'''
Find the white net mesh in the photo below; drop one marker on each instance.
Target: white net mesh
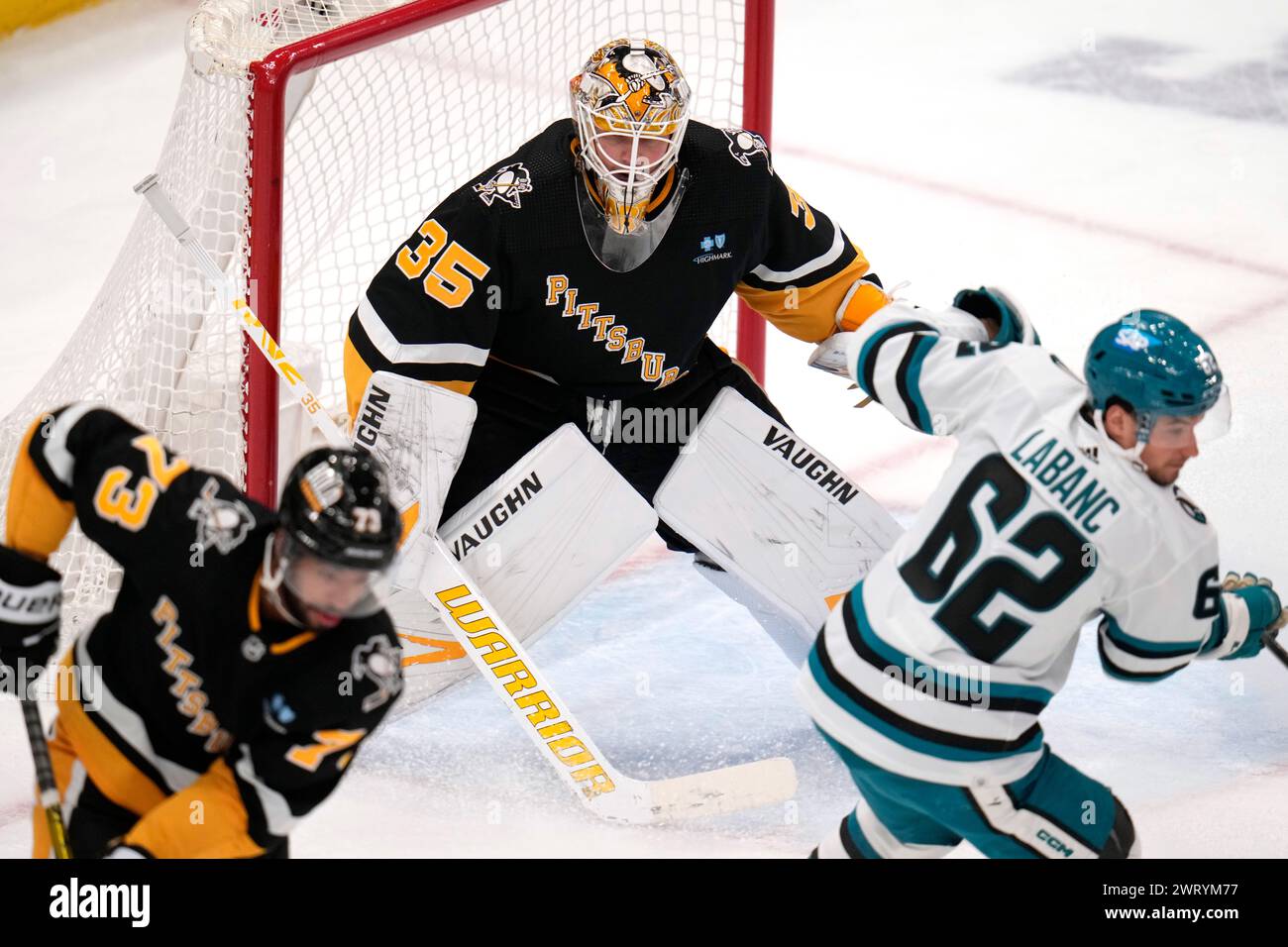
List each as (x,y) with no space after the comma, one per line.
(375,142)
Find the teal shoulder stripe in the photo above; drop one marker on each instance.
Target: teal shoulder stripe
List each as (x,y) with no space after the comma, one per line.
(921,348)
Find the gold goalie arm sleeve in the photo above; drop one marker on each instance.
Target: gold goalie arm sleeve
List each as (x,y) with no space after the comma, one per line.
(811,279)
'''
> [Given request]:
Rewrite all the items above with every "drop one marker" changed to "place one pin" and nothing else altered, leaving out the pictures.

> [Result for this exercise]:
Find the white net mesh in the photo below; place one pin on each instance.
Target: white net mesh
List each as (x,y) with no space after the comma, one per line.
(375,142)
Find the teal shoulder stripe in the photo above; place one pin on each instance.
Target: teal shoulder stripe
List each as (x,y) with no space after the comma, one per line.
(921,348)
Find the gold goalie arm sleeve in the photo above; place one pin on each instance.
Target: gold goalie arm sleeve
List each as (x,y) with no space after the comma, one per line.
(811,279)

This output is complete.